Output the data exactly, with every line intact.

Excerpts from point annotation data:
/---
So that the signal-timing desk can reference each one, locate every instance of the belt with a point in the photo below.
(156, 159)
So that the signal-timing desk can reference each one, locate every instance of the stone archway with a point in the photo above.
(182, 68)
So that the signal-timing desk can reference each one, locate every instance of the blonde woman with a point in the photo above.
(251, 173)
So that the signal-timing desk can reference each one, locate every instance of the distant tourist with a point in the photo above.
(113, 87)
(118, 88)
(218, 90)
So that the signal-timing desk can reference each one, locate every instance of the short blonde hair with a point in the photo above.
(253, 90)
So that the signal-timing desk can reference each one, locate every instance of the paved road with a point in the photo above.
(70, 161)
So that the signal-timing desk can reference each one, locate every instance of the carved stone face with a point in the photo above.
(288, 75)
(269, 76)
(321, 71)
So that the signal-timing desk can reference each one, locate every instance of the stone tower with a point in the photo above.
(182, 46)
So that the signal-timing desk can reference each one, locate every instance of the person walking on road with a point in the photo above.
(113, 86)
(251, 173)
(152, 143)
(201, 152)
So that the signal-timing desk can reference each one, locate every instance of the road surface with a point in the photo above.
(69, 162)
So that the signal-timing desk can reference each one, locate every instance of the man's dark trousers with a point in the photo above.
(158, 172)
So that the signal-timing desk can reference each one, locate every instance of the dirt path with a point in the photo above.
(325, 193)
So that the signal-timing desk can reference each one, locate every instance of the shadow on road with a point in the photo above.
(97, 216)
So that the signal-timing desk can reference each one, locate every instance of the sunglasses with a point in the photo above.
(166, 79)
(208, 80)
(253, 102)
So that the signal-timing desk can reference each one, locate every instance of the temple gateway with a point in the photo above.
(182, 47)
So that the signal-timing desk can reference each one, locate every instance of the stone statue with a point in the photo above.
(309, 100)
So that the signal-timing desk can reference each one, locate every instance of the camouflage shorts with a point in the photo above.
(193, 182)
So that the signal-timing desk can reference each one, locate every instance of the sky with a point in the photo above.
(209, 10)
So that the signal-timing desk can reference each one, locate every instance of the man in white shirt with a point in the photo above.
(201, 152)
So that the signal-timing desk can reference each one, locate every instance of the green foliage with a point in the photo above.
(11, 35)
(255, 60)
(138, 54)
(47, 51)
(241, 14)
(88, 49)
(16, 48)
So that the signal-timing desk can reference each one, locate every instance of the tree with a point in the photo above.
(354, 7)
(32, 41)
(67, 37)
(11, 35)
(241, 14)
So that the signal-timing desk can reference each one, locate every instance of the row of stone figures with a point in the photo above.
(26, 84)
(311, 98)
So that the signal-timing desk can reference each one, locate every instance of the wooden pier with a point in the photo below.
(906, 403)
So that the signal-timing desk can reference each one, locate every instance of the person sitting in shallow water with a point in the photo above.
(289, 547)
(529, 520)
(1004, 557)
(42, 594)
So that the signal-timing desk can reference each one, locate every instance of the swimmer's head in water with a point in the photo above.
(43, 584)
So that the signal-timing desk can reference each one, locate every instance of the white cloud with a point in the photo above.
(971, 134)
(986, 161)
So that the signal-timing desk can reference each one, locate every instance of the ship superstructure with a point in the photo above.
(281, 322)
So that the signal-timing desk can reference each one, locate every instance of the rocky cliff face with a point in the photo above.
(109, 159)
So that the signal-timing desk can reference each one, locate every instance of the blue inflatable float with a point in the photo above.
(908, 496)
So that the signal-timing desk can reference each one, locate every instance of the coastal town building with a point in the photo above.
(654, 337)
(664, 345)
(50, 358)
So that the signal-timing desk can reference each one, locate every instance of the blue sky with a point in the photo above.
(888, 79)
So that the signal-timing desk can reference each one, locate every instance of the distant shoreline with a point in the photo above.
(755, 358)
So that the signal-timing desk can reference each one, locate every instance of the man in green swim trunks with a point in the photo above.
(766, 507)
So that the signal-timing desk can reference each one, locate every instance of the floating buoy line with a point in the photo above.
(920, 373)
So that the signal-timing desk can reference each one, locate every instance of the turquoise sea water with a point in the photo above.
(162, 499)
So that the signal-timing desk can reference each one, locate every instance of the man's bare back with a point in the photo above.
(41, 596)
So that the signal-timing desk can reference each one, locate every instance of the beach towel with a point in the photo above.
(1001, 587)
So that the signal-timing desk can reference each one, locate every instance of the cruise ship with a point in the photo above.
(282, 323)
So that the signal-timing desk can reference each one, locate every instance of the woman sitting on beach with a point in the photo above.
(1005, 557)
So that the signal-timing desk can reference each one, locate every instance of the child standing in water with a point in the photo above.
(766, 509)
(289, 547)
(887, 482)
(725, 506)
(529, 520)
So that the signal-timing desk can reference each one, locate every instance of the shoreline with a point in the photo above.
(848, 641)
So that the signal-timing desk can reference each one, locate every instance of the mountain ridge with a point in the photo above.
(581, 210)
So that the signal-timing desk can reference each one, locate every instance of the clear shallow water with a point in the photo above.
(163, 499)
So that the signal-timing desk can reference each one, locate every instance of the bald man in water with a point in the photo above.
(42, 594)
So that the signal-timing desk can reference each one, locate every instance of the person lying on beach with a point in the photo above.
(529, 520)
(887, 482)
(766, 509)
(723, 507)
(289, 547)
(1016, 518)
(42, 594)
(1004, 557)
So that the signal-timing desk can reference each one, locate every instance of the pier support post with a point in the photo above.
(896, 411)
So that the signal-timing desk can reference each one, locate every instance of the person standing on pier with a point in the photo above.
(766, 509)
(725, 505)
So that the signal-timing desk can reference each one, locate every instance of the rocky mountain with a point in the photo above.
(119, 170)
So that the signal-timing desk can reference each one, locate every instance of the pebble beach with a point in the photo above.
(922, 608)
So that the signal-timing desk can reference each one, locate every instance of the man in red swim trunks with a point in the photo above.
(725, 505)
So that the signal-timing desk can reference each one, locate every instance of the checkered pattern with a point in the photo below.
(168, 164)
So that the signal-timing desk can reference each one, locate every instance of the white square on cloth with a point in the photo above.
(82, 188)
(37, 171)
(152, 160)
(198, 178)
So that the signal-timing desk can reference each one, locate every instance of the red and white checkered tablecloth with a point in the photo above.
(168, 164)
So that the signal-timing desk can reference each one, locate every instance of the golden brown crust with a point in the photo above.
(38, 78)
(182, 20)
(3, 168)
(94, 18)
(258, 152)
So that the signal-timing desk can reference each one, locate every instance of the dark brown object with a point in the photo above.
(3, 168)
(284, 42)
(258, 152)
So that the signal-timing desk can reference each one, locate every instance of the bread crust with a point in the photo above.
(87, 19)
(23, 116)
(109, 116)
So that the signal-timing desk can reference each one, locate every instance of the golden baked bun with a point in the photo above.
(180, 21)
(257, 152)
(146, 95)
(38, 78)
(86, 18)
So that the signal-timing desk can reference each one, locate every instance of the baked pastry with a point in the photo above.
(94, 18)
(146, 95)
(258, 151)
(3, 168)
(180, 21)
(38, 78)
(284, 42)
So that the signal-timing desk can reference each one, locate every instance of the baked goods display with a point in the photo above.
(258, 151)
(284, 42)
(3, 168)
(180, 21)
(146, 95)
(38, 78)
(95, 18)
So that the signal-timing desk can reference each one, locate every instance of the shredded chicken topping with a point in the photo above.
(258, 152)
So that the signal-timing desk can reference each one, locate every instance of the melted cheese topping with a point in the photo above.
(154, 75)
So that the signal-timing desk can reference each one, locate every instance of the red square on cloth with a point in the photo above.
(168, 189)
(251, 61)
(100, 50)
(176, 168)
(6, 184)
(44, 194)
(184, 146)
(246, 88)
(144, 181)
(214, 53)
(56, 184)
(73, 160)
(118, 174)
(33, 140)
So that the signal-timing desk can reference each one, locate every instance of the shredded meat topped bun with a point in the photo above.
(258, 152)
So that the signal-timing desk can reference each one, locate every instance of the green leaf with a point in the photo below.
\---
- [Exercise solution]:
So that the signal-timing desk can reference each one, locate every instance of the belt with a point in the photo below.
(156, 159)
So that the signal-timing desk can reference each one, locate every instance of the stone archway with a point in the photo above.
(182, 68)
So that the signal-timing desk can reference each one, locate every instance of the blonde woman with a point in the photo above.
(251, 173)
So that the signal-timing desk can reference each one, locate every instance of the distant tourist with a point in the photo above.
(113, 87)
(118, 88)
(218, 90)
So that the signal-timing desk can reference each one, locate every instance of the short blonde hair with a point in the photo above.
(253, 90)
So that the signal-timing desk can reference each one, locate every instance of the paved road with a point in the photo above.
(70, 161)
So that the signal-timing desk can reference each one, locate every instance of the carved stone face with a point in the photo above.
(288, 75)
(269, 76)
(321, 71)
So that the signal-timing desk can reference each one, locate every instance of the stone tower with a point in the photo above.
(182, 46)
So that the signal-timing desk can reference each one, locate every instance of the person walking on road with a point in the photo above.
(113, 86)
(251, 173)
(152, 143)
(201, 152)
So that the signal-timing desk can reference each one, locate every instance of the road surface with a point in the photo above.
(69, 162)
So that the signal-timing desk can reference each one, locate every instance of the man's dark trousers with a point in the photo above.
(158, 172)
So that the signal-timing desk can reference each one, locate every instance of the dirt path with a point in the photo above.
(325, 193)
So that the signal-timing desk can reference each one, locate every instance of the shadow on road with a point in the photo above.
(97, 216)
So that the signal-timing desk can reference each one, locate every instance of the sunglasses with a point in the photo above.
(166, 79)
(208, 80)
(253, 102)
So that the signal-timing desk can reference each one, locate every instance of the temple gateway with a point in the photo above.
(182, 47)
So that the signal-timing desk can reference each one, locate every instance of the stone statue with a point in the photo above.
(309, 100)
So that the signal-timing desk can reference each one, locate every instance of the camouflage shorts with a point in the photo above.
(193, 182)
So that the signal-timing desk can reference each one, locate every instance of the sky with a point in the photo above.
(209, 10)
So that the signal-timing desk can reference each one, locate every instance of the man in white shirt with a point in the photo above.
(201, 152)
So that the signal-timing desk can reference each one, locate every instance of the green foliage with a point in the photo above.
(11, 35)
(255, 60)
(138, 54)
(47, 51)
(241, 14)
(88, 49)
(16, 48)
So that the signal-timing desk can reference each one, locate every instance of the tree with a point in the photo above.
(354, 7)
(32, 41)
(67, 37)
(11, 35)
(241, 14)
So that the signal-timing desk can reference each one, locate every instance of the row of stone figures with a point in the photo above.
(26, 84)
(311, 98)
So that the signal-timing desk can reference each one, locate every instance of the wooden pier with a point in the photo below.
(906, 403)
So that the signal-timing desk can reference each one, locate every instance of the person sitting in shallow water with a point in the photo above.
(289, 547)
(529, 520)
(1004, 557)
(42, 594)
So that the signal-timing desk can reference each one, locate every instance of the swimmer's head in water with a point in the photo above.
(43, 584)
So that the signal-timing desk can reference each one, locate every instance of the white cloud with a point in the photo above.
(971, 134)
(986, 161)
So that the signal-timing desk can reference each one, locate every instance of the ship superstructure with a point in the photo above.
(281, 322)
So that the signal-timing desk can reference each one, locate every instance of the rocky cliff face with a point in the photo above.
(109, 159)
So that the signal-timing desk can reference each one, locate every instance of the blue inflatable float with a point in the photo above.
(908, 496)
So that the signal-timing desk can reference each one, locate every instance of the coastal town building with a point in the photo above.
(654, 337)
(664, 345)
(50, 358)
So that the signal-timing desk can reference each one, locate every instance of the blue sky with a point in the photo above.
(888, 79)
So that the signal-timing desk can reference each one, locate every instance of the distant shoreline with a point in the photo above.
(755, 358)
So that the signal-timing desk can reference each one, locate every instance of the man in green swim trunks with a point in the photo above.
(766, 507)
So that the signal-timing desk can reference each one, locate every instance of the floating buoy line with a point in the photo above.
(920, 373)
So that the signal-timing desk can reference each one, locate every instance of the turquoise sea water with a point in the photo above.
(162, 499)
So that the signal-timing desk can reference each one, locate every instance of the man's bare back with a point in the photo above.
(41, 596)
So that the signal-timing desk can reference each one, locate every instance of the beach towel with a point in the photo above.
(1001, 587)
So that the signal-timing desk can reference each one, locate every instance of the cruise ship with a point in the photo above.
(282, 323)
So that the signal-timing desk can reference each one, locate every instance of the woman sitting on beach with a point in the photo above.
(1005, 557)
So that the signal-timing desk can reference each one, locate every instance of the child standing in water with a point in the photo above.
(766, 509)
(289, 547)
(887, 482)
(725, 506)
(529, 520)
So that the signal-timing desk can reference each one, locate every instance of the shoreline with a point in the photo above.
(848, 641)
So that the signal-timing desk can reference each one, locate every instance of the mountain ridge with a point in the photo above.
(581, 210)
So that the signal-timing desk can reference each one, locate every instance of the clear shallow water with a point in the photo above.
(163, 499)
So that the signal-timing desk can reference each one, locate every instance of the bald man in water with a point in the photo above.
(42, 594)
So that the signal-timing desk can reference each one, locate every instance of the person lying on beach with a point in the photo above.
(529, 520)
(887, 482)
(766, 509)
(723, 507)
(289, 547)
(1016, 518)
(42, 594)
(1004, 557)
So that the signal-timing desk can reference each one, locate every instance of the pier support post with a point in the photo above.
(896, 411)
So that the signal-timing desk can reference each one, locate every instance of the person standing on pier with a point in the photo above.
(766, 509)
(725, 505)
So that the signal-timing desk can reference each one, locate every instance of the rocky mountain with a point in the photo above.
(119, 170)
So that the signal-timing desk can reference each one, locate every instance of the pebble beach with a point in the photo above.
(922, 608)
So that the signal-timing desk can reference each one, locate every instance of the man in red swim trunks with a point in the photo above.
(725, 505)
So that the signal-timing desk can reference each one, locate every instance of the checkered pattern with a point in the photo below.
(168, 164)
So that the signal-timing desk can reference each one, locate every instance of the white square on cloth with a point in the photo above.
(82, 188)
(37, 171)
(152, 160)
(198, 178)
So that the signal-timing desk can reference each one, locate every instance of the red and white checkered tablecloth with a point in the photo above.
(168, 164)
So that the signal-timing desk can reference each one, locate every instance of the golden brown crust with a point in the photo above.
(38, 78)
(182, 20)
(3, 168)
(94, 18)
(258, 152)
So that the signal-timing desk can reference each one, locate every instance of the dark brown object with a point in the photo above.
(3, 168)
(284, 42)
(258, 152)
So that the signal-timing desk can reference each one, locate every instance of the bread crust with a point in the photo above.
(87, 19)
(23, 116)
(109, 116)
So that the signal-timing desk can reference each one, locate every instance of the golden baked bun with a point in the photo above.
(180, 21)
(257, 152)
(146, 95)
(38, 78)
(86, 18)
So that the signal-timing desk can reference each one, locate every instance of the baked pastry with a point in the photo above.
(94, 18)
(146, 95)
(258, 151)
(3, 168)
(180, 21)
(38, 78)
(284, 42)
So that the signal-timing desk can reference each one, locate every instance of the baked goods display with a point in the photo above.
(258, 151)
(284, 42)
(3, 168)
(180, 21)
(146, 95)
(38, 78)
(95, 18)
So that the signal-timing desk can reference each one, locate every instance of the shredded chicken topping with a point in the photo above.
(258, 152)
So that the signal-timing desk can reference each one, locate every instance of the melted cheese topping with a point in the photo above.
(154, 75)
So that the signal-timing desk can reference each one, locate every instance of the red square on cloth with a point in the photo above.
(168, 189)
(251, 61)
(100, 50)
(176, 168)
(6, 184)
(44, 194)
(184, 146)
(246, 88)
(144, 181)
(214, 53)
(56, 184)
(73, 160)
(118, 174)
(33, 140)
So that the signal-timing desk can reference each one, locate every instance of the shredded meat topped bun with a point in the photo above.
(258, 152)
So that the signal-timing desk can reference each one, locate every instance of the green leaf with a point in the photo below.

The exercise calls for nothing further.